▶ _Your objective_:
Copy out all the lines of the data that hold the word "shrub".

▶ _Provided material_:
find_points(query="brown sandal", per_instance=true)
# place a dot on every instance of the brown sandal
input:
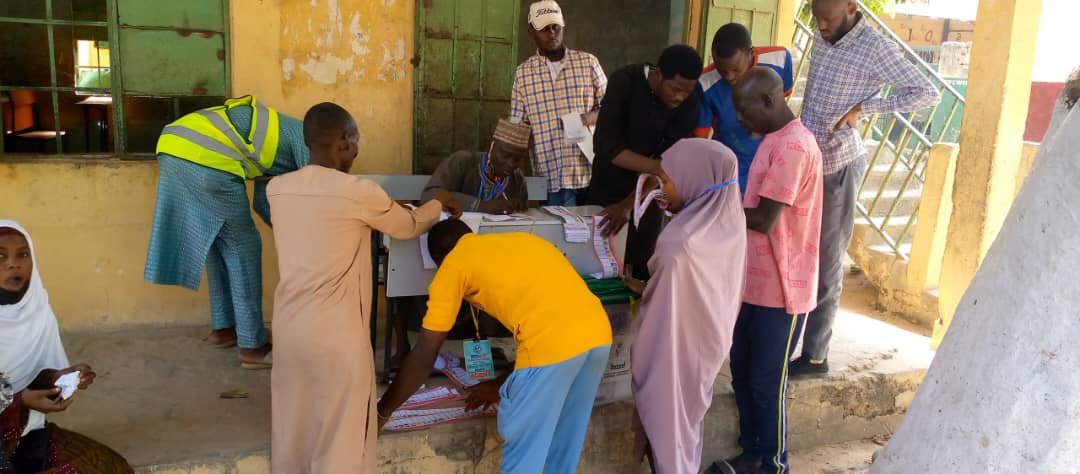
(257, 364)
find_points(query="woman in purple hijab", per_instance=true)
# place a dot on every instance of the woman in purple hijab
(690, 303)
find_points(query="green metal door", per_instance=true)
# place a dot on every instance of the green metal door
(759, 16)
(467, 52)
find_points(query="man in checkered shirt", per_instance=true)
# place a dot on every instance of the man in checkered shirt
(850, 63)
(554, 82)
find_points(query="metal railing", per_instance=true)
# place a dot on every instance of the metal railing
(899, 144)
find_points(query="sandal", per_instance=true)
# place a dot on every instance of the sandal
(257, 364)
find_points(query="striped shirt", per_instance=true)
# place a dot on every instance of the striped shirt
(853, 71)
(541, 102)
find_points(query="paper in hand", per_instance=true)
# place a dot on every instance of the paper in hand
(68, 383)
(579, 134)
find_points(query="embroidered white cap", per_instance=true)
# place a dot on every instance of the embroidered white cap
(544, 14)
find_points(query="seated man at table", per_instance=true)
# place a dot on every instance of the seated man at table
(489, 183)
(562, 332)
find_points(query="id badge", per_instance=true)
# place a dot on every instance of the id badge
(478, 362)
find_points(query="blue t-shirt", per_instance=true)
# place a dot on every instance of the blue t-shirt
(718, 111)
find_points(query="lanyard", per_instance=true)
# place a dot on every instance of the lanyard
(709, 190)
(499, 184)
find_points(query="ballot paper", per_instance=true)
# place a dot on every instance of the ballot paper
(579, 134)
(473, 220)
(642, 205)
(610, 267)
(575, 227)
(68, 383)
(409, 420)
(432, 396)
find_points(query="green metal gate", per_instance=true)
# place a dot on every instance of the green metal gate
(759, 16)
(467, 52)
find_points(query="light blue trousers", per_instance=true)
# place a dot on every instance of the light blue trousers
(544, 412)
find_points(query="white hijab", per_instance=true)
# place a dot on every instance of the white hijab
(29, 336)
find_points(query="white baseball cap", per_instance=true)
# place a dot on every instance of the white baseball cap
(544, 14)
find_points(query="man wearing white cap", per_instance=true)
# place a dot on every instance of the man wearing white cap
(555, 82)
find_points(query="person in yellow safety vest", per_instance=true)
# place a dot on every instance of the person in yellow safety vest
(202, 217)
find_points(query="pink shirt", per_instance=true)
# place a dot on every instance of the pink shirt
(782, 266)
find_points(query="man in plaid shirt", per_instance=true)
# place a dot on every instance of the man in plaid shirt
(552, 83)
(850, 63)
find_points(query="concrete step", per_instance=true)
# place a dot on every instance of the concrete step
(907, 201)
(157, 402)
(893, 229)
(886, 249)
(844, 458)
(878, 176)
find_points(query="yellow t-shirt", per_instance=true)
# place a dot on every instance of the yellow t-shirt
(529, 286)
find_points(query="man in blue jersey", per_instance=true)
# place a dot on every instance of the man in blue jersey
(733, 54)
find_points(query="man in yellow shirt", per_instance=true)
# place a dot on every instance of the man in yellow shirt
(562, 332)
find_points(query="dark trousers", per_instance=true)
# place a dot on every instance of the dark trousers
(31, 456)
(837, 224)
(761, 346)
(642, 241)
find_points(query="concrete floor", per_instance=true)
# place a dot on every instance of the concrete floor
(844, 458)
(157, 401)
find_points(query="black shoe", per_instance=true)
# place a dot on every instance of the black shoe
(802, 366)
(739, 464)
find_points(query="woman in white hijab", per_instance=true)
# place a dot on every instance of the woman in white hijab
(35, 368)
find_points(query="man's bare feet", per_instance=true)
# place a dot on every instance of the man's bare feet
(256, 359)
(223, 338)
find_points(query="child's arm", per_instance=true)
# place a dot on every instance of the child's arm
(764, 217)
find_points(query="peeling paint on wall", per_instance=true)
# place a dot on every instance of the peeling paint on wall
(393, 61)
(326, 69)
(287, 65)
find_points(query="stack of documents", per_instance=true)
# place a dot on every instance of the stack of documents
(575, 227)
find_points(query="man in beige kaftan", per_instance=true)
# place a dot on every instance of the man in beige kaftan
(323, 379)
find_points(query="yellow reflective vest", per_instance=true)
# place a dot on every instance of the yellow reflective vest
(208, 137)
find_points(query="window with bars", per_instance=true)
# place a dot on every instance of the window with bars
(104, 77)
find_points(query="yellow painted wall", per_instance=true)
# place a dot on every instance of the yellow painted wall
(296, 53)
(91, 218)
(91, 225)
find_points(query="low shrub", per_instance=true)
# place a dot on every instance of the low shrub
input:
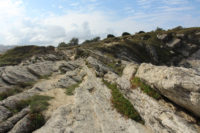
(122, 105)
(136, 82)
(126, 34)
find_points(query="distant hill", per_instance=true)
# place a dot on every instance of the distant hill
(4, 48)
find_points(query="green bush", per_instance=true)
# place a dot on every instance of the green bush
(122, 105)
(126, 34)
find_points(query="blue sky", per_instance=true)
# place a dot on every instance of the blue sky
(48, 22)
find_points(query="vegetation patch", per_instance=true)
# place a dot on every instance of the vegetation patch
(70, 89)
(18, 54)
(136, 82)
(37, 103)
(122, 105)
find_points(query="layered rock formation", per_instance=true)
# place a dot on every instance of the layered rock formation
(80, 79)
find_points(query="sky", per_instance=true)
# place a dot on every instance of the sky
(49, 22)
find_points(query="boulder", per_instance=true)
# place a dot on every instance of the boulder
(157, 116)
(174, 43)
(42, 68)
(17, 74)
(180, 35)
(4, 113)
(162, 37)
(181, 85)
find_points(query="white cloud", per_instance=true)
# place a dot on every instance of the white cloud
(17, 28)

▶ _Expected answer_:
find_points(query="low shrub", per_instance=true)
# place a dot on every instance of the low shrub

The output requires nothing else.